▶ _Entries provided_
## begin

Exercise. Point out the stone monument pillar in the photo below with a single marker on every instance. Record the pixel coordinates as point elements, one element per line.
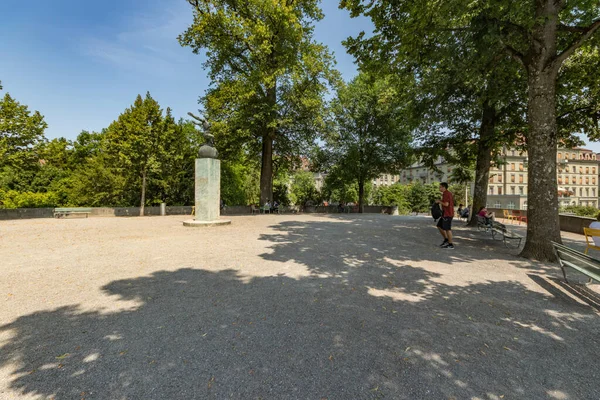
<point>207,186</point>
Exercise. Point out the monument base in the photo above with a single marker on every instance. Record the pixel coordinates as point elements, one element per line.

## end
## begin

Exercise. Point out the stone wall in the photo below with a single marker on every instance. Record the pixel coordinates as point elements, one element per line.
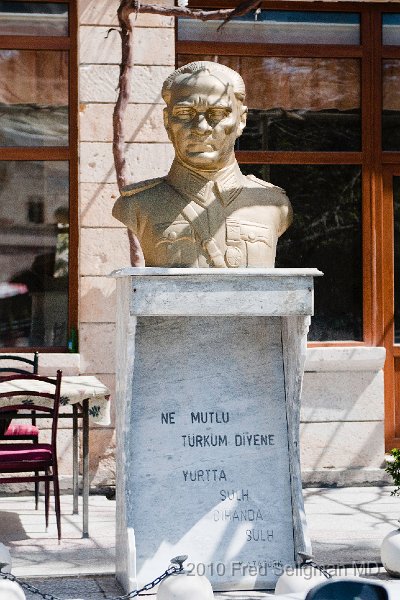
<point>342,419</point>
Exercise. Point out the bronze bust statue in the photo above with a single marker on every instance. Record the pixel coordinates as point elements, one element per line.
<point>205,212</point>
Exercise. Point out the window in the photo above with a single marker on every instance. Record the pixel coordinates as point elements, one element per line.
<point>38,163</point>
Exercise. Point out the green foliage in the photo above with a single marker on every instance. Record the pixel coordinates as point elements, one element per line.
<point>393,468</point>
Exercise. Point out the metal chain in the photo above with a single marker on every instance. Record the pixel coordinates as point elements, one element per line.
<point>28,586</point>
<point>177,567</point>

## end

Reproduce the listing above exactly, from the line that contains "Exercise. Point out the stone monument" through the line that contains "Exercise. Point out the monument". Leave the pictures out of your copy.

Exercise. Point out the stone monument pillar in the photo below with a single marker on every instance. Record the pixel coordinates as point elements, one element per line.
<point>207,186</point>
Exercise. Point out the monument base in the photo above with a single marker on every instance. Record the pixel coordinates as point elements, one element per line.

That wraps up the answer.